◆ **JOB A**:
According to the Thennavan film article, on what date was the film released?
◆ **JOB B**:
Continue the article on the film Thennavan from the point where it stops.

◆ **SELECTED TEXT**:
- - -
- Poster
- Directed by: A. M. Nandakumar
- Written by: A. M. Nandakumar R. N. R. Manohar
- Produced by: L. K. Sudhish
- Starring: Vijayakanth Kiran Rathod
- Cinematography: A. Ramesh Kumar
- Edited by: B. S. Vasu Saleem
- Music by: Yuvan Shankar Raja
- Production company: Captain Cine Creations
- Release date: 15 August 2003;
- Running time: 146 minutes
- Country: India
- Language: Tamil

= Thennavan (film) =

Thennavan is a 2003 Indian Tamil-language political action film written and directed by newcomer A. M. Nandakumar and produced by Vijayakanth, who played the title role Thennavan IAS, in-charge as the Chief Election Commissioner and fights against corrupt politicians. The musical score was by Yuvan Shankar Raja. The film was released on 15 August 2003, coinciding with India's Independence Day.

== Plot ==
Thennavan (Vijayakanth) is an honest and upright IAS officer and he is handpicked by the Prime Minister of India to be the Chief Election Commissioner of India. His first assignment is conducting the Indian general election in Tamil Nadu and for the election, he suggests passing five laws in order to fix the electoral system. Thennavan quickly gains the support of the public. The current Chief Minister of Tamil Nadu Ilanthiraiyan (Nassar), a corrupt and greedy politician who wants to win the next election, successfully convinces the Prime Minister to not pass the five laws. In the meantime, Divya (Kiran Rathod) falls in love with Thennavan and tries to convince him to marry her.

To win the election, Ilanthiraiyan orders Mustafa (Thalaivasal Vijay) to plant a bomb during one of his public meetings. As he expected, the bomb kills many innocent people. Ilanthiraiyan blames his enemies to have planned it and gains sympathy from the voters. During the polls, Thennavan finds out about the sham and stops the vote counting. An angry Ilanthiraiyan takes the matter to court. In court, Thennavan provides uncontested evidence and the culprits including Ilanthiraiyan are sentenced to life imprisonment. Divya eventually marries her lover Thennavan.
- - -
◆ **EXTRACTED DATA**:

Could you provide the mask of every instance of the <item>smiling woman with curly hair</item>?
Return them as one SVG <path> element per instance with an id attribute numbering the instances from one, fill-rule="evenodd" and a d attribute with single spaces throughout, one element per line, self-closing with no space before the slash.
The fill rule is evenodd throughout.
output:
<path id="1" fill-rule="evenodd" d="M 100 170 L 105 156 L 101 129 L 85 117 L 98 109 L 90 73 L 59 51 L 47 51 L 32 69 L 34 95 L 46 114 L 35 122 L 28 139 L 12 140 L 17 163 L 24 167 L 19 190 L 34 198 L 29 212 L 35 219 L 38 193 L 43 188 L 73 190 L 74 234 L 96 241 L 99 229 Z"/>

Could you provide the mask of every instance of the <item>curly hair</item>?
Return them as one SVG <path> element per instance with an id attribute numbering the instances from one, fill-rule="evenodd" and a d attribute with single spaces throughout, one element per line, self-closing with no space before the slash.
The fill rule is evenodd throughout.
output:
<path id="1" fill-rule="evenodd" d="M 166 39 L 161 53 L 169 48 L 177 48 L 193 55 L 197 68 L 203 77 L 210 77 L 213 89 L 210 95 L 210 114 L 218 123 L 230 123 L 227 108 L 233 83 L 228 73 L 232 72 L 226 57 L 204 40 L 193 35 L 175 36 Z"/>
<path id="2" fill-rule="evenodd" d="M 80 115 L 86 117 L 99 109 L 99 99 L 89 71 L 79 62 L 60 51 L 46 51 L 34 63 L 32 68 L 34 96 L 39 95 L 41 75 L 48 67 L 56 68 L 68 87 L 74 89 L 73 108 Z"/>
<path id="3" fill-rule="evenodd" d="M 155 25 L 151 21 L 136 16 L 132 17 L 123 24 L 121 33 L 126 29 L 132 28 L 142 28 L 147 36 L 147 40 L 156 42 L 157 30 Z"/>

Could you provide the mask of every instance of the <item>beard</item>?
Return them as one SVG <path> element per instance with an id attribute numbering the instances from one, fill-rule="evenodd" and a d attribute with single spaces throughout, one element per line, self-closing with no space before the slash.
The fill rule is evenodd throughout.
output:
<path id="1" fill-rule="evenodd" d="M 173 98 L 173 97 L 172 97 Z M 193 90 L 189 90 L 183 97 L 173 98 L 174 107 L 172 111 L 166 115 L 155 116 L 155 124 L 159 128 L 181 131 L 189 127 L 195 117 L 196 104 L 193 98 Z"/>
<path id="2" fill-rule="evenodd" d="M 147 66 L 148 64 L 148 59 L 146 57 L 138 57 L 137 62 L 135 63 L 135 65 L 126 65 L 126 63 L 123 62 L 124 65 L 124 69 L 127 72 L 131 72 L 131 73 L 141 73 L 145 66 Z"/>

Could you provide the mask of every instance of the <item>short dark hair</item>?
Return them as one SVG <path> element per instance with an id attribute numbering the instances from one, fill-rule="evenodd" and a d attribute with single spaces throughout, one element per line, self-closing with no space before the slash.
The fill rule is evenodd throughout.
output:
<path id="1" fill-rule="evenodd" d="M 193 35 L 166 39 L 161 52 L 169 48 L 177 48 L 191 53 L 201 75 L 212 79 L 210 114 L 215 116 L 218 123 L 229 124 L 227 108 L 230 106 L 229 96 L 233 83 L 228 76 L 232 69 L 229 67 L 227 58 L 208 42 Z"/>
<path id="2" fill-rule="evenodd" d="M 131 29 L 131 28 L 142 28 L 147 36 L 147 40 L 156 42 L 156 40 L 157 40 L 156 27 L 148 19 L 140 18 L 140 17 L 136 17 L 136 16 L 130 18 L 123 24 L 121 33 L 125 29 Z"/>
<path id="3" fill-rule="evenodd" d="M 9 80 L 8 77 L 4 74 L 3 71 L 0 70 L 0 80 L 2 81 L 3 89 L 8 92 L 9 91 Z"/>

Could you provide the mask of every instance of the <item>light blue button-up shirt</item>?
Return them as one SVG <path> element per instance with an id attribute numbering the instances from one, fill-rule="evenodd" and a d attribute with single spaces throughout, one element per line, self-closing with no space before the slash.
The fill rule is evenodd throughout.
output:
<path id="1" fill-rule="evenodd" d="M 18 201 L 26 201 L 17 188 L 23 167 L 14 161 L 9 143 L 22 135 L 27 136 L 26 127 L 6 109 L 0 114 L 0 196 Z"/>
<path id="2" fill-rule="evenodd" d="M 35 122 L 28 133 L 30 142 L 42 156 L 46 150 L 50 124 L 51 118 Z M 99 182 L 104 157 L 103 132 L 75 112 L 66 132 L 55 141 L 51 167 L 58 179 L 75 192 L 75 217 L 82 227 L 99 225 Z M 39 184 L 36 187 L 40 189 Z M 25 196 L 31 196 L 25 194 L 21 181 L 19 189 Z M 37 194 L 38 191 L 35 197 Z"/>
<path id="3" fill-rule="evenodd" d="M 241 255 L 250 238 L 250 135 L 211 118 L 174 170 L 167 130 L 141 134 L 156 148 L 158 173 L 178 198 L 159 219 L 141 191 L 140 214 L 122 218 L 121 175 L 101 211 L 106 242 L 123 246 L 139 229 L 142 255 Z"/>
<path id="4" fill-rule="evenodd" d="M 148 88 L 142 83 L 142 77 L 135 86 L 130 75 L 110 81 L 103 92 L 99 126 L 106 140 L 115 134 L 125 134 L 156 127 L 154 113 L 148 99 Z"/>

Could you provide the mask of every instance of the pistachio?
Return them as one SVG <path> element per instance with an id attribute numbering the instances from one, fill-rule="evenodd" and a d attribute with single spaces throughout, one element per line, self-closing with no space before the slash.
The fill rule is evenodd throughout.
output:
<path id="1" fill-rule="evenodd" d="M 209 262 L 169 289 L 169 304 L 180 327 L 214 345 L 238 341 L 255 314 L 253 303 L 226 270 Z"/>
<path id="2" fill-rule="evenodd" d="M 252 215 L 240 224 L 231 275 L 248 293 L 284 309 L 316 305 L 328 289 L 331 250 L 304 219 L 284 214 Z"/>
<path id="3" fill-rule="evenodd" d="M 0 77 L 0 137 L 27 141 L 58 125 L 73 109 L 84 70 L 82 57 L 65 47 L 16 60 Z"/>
- - -
◆ **WRITTEN RESPONSE A**:
15 August 2003

◆ **WRITTEN RESPONSE B**:
With Ilanthiraiyan in jail, his naive wife Pushpalatha (Urvasi) replaces him as the new chief minister and bails him out of jail. Thennavan is then arrested but Pushpalatha makes him release due to public pressure. After a small quarrel with her husband, Pushpalatha resigns from her function and her government is dismissed by the governor. With the election campaign going on full swing, Thennavan resigns from his position. He then holds a public meet: he urges the voters to boycott the election to save the country from corrupt politicians and to stop people who will try to vote. The day of the election, not a single vote has been cast and it is well received by the public. The prime minister praises Thennavan for his achievement and accepts to pass the five laws.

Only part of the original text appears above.